━━━ PASSAGE TO READ

Federal courts make it harder to 'judge-shop' as was done in abortion pill case

Updated
Senate Judiciary Committee

WASHINGTON — When anti-abortion-rights activists drafted a lawsuit seeking to overturn federal approval of the abortion pill mifepristone, they filed it in a court in Texas where they were guaranteed a judge who they thought would be friendly to their point of view.

That judge, Amarillo-based Matthew Kacsmaryk, who was once a conservative legal activist and was appointed by former President Donald Trump, subsequently ruled in favor of the plaintiffs, prompting outcry and further litigation. The case is now before the Supreme Court.

The approach the lawyers at the Christian conservative Alliance Defending Freedom took in that case, known as "judge-shopping," will be harder to pull off after the federal judiciary changed policy Tuesday.

The U.S. Judicial Conference approved a new policy at its biannual meeting that would ensure that any cases seeking to block state or federal policies in federal district courts would be assigned randomly from larger pools of judges.

Senate Majority Leader Chuck Schumer, D-N.Y., who had complained about the issue, welcomed the move.

"The practice of judge shopping has given MAGA-right plaintiffs the ability to hijack and circumvent our federal judiciary by targeting courts that would all but guarantee a handpicked MAGA-right judge who would rule in their favor," he said in a statement.

Cases like the mifepristone challenge showed how lawyers could take advantage of anomalies in how judges in the 94 federal districts are assigned cases.

While cases are assigned randomly in each district, some districts have smaller subdivisions in which, in some instances, there is only one judge to choose from. The Amarillo division where Kacsmaryk sits in the Northern District of Texas is one example.

That lawyers can sometimes pick the judges of their choosing has long been a concern, dating to at least the 1990s, but the increase in nationwide injunctions that have been issued in recent years has renewed focus on the phenomenon.

Starting during the Obama administration and continuing through the Trump and Biden administrations, it has now become a regular occurrence for an individual district court judge to freeze a nationwide policy on issues from immigration to Covid-19 vaccination mandates.

During the Biden administration, many such cases have been filed in Texas.

The Justice Department declined to comment on the new policy.

The chair of the Judicial Conference’s executive committee, Jeffrey Sutton, a judge on the Cincinnati-based 6th U.S. Circuit Court of Appeals, told reporters there were originally good reasons for having single-judge divisions.

━━━━━━

_THE TASK_.
Answer the following from the article on judge-shopping:
(a) Which body approved the new case-assignment policy, and at what meeting?
(b) In which division and district does Judge Matthew Kacsmaryk sit?
(c) How many federal districts does the article mention?

━━━ DATASET EXCERPTS

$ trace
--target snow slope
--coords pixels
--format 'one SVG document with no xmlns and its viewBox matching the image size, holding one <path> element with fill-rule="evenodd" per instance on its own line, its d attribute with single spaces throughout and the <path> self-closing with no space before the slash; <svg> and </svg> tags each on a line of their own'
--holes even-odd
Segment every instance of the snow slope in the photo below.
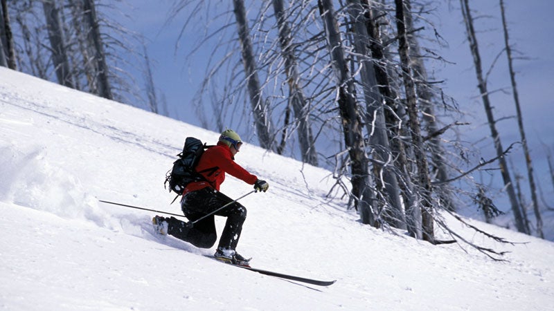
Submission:
<svg viewBox="0 0 554 311">
<path fill-rule="evenodd" d="M 553 243 L 474 220 L 517 244 L 475 234 L 433 246 L 357 222 L 325 197 L 329 171 L 246 144 L 236 160 L 270 185 L 241 200 L 238 250 L 256 267 L 337 279 L 306 286 L 224 265 L 155 235 L 178 204 L 162 184 L 186 136 L 217 133 L 0 68 L 0 309 L 554 310 Z M 222 191 L 249 186 L 231 176 Z M 223 219 L 217 218 L 220 231 Z"/>
</svg>

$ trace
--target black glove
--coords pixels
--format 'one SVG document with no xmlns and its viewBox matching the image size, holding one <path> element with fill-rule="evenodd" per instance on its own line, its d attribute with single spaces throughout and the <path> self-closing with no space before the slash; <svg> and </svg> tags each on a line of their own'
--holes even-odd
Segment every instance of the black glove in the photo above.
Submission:
<svg viewBox="0 0 554 311">
<path fill-rule="evenodd" d="M 265 180 L 262 180 L 261 179 L 258 179 L 258 180 L 254 182 L 254 190 L 256 192 L 258 191 L 267 191 L 267 189 L 269 188 L 269 184 L 267 183 Z"/>
</svg>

━━━━━━

_RESPONSE_.
(a) The U.S. Judicial Conference approved it at its biannual meeting.
(b) He sits in the Amarillo division of the Northern District of Texas.
(c) It mentions 94 federal districts.